Written problem -> Reproduce the passage on the correction destination selection unit word for word, from start to finish.

** Start of Source passage **

The correction destination selection unit 203 selects the amount of correction to be calculated using the error err _uvw from among m _uvw and Δi _dq according to the conditions. That is, the correction destination selection unit 203 selects either the correction of the three-phase motor current detection value imeas _uvw using the calculated m _uvw or the correction of the dq-axis current detection value using the calculated Δi _dq . Note that if either one of them is selected in advance, the correction destination selection unit 203 may be omitted.

FIG. 6 is a flowchart showing the operation of the correction destination selection unit 203.

When the correction destination selection unit 203 starts processing (step S201), it determines in step S202 whether to perform error correction. If the correction destination selection unit 203 determines that error correction is to be performed (YES in step S202), it then executes step S204, and if it determines that error correction is not to be performed (NO in step S202), it then executes step S203.

In step S204, the correction destination selection unit 203 determines whether to perform error correction on the d- and q-axis currents. If the correction destination selection unit 203 determines that error correction is to be performed on the d- and q-axis currents (YES in step S204), it next executes step S205, and if it determines that error correction is not to be performed on the d- and q-axis currents (NO in step S203), it next executes step S206.

In step S203, the correction destination selection unit 203 instructs the dq-axis current correction amount calculation unit 201 to output "0" (vector amount) as Δi _dq , and instructs the three-phase current correction amount calculation unit 202 to output "1" (vector amount) as m _uvw . After executing step S203, the correction destination selection unit 203 ends the series of processes (step S207).

In step S205, the correction destination selection unit 203 instructs the dq-axis current correction amount calculation unit 201 to calculate and output Δi _dq using the error err _uvw , and instructs the three-phase current correction amount calculation unit 202 to output "1" (vector amount) as m _uvw . After executing step S205, the correction destination selection unit 203 ends the series of processes (step S207).

** End of Source passage **
** Start of Data shown **

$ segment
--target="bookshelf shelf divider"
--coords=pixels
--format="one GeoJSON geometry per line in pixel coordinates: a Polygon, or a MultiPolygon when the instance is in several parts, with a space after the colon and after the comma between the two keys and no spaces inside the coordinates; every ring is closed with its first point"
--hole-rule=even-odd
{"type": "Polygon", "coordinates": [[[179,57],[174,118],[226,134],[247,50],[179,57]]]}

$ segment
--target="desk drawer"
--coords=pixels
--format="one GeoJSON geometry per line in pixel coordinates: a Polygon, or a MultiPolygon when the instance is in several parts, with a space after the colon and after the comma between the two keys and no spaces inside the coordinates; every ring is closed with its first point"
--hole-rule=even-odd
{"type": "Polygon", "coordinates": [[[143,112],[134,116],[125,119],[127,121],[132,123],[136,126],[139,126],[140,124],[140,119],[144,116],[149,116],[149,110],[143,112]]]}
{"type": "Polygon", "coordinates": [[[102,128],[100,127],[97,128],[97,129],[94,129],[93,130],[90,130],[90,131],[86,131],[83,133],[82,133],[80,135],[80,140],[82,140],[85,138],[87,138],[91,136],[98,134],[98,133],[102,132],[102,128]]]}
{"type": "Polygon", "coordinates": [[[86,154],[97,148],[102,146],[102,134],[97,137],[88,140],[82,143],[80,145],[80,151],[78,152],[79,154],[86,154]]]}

** End of Data shown **
** Start of Data shown **

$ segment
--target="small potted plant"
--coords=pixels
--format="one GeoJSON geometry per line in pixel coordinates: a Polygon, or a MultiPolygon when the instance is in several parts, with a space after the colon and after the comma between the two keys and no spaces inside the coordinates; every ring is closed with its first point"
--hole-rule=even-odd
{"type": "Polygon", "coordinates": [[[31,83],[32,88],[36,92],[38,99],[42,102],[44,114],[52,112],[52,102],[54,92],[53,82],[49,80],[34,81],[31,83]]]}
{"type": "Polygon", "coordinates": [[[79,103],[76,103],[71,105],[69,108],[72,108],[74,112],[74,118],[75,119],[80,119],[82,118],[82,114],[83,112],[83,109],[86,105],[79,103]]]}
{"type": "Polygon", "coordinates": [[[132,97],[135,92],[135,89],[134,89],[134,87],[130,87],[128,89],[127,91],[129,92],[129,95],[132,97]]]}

** End of Data shown **
** Start of Data shown **

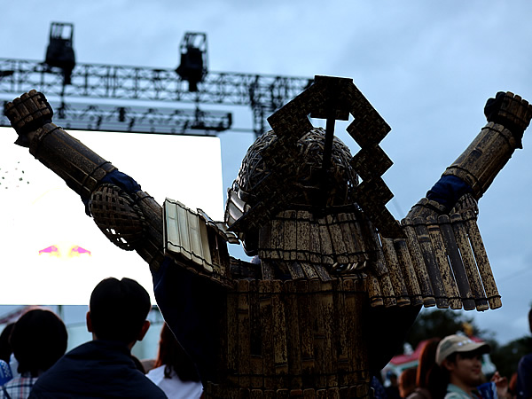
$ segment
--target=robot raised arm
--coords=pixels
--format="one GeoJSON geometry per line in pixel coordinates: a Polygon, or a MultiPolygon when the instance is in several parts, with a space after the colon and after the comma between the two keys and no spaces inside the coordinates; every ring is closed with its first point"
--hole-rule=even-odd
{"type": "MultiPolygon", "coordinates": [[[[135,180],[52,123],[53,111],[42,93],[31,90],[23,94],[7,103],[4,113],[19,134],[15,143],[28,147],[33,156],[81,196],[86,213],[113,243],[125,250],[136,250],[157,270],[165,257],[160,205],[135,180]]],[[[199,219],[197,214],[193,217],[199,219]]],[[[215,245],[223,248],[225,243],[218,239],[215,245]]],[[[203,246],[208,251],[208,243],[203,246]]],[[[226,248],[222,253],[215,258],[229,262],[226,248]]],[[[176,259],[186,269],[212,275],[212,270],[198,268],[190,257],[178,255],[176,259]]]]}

** End of Data shown **

Result below ->
The correction destination selection unit 203 selects the amount of correction to be calculated using the error err _uvw from among m _uvw and Δi _dq according to the conditions. That is, the correction destination selection unit 203 selects either the correction of the three-phase motor current detection value imeas _uvw using the calculated m _uvw or the correction of the dq-axis current detection value using the calculated Δi _dq . Note that if either one of them is selected in advance, the correction destination selection unit 203 may be omitted.

FIG. 6 is a flowchart showing the operation of the correction destination selection unit 203.

When the correction destination selection unit 203 starts processing (step S201), it determines in step S202 whether to perform error correction. If the correction destination selection unit 203 determines that error correction is to be performed (YES in step S202), it then executes step S204, and if it determines that error correction is not to be performed (NO in step S202), it then executes step S203.

In step S204, the correction destination selection unit 203 determines whether to perform error correction on the d- and q-axis currents. If the correction destination selection unit 203 determines that error correction is to be performed on the d- and q-axis currents (YES in step S204), it next executes step S205, and if it determines that error correction is not to be performed on the d- and q-axis currents (NO in step S203), it next executes step S206.

In step S203, the correction destination selection unit 203 instructs the dq-axis current correction amount calculation unit 201 to output "0" (vector amount) as Δi _dq , and instructs the three-phase current correction amount calculation unit 202 to output "1" (vector amount) as m _uvw . After executing step S203, the correction destination selection unit 203 ends the series of processes (step S207).

In step S205, the correction destination selection unit 203 instructs the dq-axis current correction amount calculation unit 201 to calculate and output Δi _dq using the error err _uvw , and instructs the three-phase current correction amount calculation unit 202 to output "1" (vector amount) as m _uvw . After executing step S205, the correction destination selection unit 203 ends the series of processes (step S207).